Direction: In the records, from the line with "[search] necktie" through the line with "[418,564,648,883]", inclusive, shift every box coordinate up by 147. Write out only those lines again, search lines included.

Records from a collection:
::::::::::

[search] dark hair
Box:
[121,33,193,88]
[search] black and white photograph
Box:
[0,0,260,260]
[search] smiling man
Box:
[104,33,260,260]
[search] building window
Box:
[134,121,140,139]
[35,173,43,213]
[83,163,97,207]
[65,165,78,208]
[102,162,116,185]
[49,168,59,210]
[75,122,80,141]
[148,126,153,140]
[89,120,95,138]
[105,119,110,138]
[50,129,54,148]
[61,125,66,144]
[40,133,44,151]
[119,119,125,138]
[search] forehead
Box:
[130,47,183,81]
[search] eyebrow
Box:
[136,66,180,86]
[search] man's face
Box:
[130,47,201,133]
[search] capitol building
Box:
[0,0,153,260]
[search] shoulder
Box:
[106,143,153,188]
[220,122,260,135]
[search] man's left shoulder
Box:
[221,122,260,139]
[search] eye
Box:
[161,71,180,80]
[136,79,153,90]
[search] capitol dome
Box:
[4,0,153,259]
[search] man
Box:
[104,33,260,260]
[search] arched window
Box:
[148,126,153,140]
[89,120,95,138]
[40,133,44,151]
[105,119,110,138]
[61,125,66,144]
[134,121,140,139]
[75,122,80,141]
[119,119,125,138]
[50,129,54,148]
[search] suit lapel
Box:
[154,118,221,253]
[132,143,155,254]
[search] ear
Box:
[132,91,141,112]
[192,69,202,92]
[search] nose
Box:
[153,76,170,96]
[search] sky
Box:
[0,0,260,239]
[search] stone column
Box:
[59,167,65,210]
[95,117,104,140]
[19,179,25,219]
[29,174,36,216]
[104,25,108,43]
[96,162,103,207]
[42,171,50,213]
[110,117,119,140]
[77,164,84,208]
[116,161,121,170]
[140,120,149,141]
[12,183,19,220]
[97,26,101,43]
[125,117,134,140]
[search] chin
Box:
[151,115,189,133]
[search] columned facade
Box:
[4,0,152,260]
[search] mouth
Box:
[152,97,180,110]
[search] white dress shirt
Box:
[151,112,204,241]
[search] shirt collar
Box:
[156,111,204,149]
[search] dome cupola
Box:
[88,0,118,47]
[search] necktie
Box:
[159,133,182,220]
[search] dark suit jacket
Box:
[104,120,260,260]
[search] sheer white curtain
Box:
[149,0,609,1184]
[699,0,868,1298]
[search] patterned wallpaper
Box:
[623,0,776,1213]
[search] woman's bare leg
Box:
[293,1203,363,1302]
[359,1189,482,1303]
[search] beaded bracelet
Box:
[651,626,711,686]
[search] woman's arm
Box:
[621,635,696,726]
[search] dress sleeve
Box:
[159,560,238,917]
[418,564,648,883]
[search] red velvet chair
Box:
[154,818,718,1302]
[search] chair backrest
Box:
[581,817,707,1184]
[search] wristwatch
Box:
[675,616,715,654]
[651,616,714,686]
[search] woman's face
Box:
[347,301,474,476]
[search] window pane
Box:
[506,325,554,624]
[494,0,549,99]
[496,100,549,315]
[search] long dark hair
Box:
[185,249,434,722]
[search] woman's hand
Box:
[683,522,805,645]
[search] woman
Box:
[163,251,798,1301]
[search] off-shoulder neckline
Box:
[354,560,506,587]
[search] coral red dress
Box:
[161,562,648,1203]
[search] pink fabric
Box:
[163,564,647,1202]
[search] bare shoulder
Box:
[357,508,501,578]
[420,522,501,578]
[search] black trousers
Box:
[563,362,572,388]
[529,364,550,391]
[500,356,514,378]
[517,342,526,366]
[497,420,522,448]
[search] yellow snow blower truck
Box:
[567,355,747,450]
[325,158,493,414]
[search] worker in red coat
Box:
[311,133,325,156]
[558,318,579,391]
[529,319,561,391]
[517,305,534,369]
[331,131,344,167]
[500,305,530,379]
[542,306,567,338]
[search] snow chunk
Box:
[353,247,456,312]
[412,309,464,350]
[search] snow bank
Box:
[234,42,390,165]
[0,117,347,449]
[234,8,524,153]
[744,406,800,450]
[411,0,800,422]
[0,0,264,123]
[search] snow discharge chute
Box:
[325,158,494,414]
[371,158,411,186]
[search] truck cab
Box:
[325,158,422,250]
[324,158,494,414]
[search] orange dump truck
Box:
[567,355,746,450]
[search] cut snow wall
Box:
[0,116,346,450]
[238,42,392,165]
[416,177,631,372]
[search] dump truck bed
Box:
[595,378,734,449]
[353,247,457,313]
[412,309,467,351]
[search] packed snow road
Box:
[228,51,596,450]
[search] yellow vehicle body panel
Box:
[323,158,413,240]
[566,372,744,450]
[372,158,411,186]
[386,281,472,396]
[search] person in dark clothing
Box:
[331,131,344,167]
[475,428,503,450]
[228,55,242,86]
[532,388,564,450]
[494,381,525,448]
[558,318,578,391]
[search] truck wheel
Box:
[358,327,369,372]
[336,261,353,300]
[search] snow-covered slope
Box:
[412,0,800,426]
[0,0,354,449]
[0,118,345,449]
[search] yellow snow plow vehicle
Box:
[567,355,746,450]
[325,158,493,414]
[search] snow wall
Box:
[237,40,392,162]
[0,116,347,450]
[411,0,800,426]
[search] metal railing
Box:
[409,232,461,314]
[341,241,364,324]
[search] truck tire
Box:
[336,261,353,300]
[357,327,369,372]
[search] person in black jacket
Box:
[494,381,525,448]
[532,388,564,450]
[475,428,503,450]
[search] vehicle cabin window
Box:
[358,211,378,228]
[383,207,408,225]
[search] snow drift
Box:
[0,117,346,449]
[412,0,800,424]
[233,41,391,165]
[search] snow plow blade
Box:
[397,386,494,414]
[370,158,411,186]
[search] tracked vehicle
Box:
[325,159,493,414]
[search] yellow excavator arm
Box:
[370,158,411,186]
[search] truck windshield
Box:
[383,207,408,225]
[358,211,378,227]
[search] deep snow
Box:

::::::::::

Written solution:
[search] necktie
Box:
[306,280,329,367]
[search] dark suit jacket
Box:
[251,267,407,407]
[search] sheer white curtain
Box:
[296,147,756,1331]
[846,147,1015,1445]
[search] patterned wallpaper
Box:
[770,147,923,1360]
[search] woman's bare leg
Box:
[440,1350,510,1449]
[506,1336,629,1450]
[search] beaded bracelet
Box:
[798,773,858,833]
[search] woman's arm
Box:
[768,782,843,873]
[search] dress sleeve
Box:
[306,707,385,1064]
[565,711,795,1030]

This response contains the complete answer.